_Задание_: Перепишите слово в слово всё, что идёт в данных от строки с «outline painted wall» вниз до строки с «212], [569, 197]]]», включая обе эти строки.

Сохранённые данные:
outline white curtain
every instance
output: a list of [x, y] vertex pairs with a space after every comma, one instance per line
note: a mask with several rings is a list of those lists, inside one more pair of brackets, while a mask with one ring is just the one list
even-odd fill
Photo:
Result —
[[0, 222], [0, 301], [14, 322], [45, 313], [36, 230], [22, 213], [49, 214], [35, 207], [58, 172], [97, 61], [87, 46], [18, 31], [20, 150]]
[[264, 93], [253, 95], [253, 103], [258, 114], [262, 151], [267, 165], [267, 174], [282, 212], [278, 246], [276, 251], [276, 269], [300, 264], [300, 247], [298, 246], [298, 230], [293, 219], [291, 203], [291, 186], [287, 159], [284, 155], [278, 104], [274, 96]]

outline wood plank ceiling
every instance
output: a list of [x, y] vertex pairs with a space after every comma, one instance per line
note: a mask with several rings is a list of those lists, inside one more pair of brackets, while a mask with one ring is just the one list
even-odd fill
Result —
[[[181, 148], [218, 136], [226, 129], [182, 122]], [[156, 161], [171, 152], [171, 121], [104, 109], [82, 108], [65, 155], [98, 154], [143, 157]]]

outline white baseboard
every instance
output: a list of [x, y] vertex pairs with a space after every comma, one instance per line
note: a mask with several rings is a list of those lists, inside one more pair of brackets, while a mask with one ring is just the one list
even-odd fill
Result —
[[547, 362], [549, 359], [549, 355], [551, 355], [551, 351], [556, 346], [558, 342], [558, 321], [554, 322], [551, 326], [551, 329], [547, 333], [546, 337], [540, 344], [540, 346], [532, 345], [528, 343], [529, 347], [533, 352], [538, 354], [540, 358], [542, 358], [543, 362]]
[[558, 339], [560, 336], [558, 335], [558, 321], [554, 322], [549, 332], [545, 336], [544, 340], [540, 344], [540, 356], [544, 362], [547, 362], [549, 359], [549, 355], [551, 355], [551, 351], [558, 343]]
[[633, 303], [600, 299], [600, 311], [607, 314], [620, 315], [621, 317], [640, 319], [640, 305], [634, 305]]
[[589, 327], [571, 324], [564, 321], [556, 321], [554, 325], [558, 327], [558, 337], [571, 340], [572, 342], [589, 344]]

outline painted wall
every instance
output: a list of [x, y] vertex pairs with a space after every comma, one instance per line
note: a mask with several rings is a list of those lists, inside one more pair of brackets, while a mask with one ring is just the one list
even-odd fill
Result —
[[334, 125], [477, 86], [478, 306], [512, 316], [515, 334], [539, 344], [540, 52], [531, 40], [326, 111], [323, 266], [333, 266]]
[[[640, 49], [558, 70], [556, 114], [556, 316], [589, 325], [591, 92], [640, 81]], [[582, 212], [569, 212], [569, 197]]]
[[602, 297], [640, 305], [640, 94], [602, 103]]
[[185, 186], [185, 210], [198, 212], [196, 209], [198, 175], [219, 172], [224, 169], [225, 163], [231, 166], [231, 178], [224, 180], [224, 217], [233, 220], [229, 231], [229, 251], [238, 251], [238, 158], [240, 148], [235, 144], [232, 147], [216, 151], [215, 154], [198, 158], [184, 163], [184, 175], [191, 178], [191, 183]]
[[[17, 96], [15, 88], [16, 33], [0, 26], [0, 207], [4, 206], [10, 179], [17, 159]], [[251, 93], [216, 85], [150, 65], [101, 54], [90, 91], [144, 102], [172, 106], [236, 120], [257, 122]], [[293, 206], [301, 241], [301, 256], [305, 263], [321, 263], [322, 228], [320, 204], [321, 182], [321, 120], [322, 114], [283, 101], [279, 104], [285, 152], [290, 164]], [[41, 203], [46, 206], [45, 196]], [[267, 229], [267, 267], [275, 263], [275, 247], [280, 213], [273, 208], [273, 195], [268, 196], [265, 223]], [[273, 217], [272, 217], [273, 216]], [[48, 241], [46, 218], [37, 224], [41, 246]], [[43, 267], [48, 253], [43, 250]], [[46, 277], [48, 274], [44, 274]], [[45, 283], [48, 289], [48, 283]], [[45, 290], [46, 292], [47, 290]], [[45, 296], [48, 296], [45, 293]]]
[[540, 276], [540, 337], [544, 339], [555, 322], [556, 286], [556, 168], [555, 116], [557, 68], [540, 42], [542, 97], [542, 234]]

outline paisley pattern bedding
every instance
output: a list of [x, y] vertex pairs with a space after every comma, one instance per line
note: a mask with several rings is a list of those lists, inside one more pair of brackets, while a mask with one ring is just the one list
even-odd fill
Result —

_Ответ_:
outline painted wall
every instance
output: a list of [x, y] vertex pairs with a space after every comma, one instance per line
note: a mask with several rings is a list of those lists, inside one more pair of brackets, while a mask with one ring is just the one list
even-odd fill
Result —
[[334, 125], [477, 86], [478, 306], [512, 316], [515, 334], [539, 344], [540, 52], [531, 40], [326, 111], [323, 266], [333, 266]]
[[[640, 49], [558, 70], [556, 114], [556, 316], [589, 325], [591, 92], [640, 81]], [[582, 212], [569, 212], [569, 197]]]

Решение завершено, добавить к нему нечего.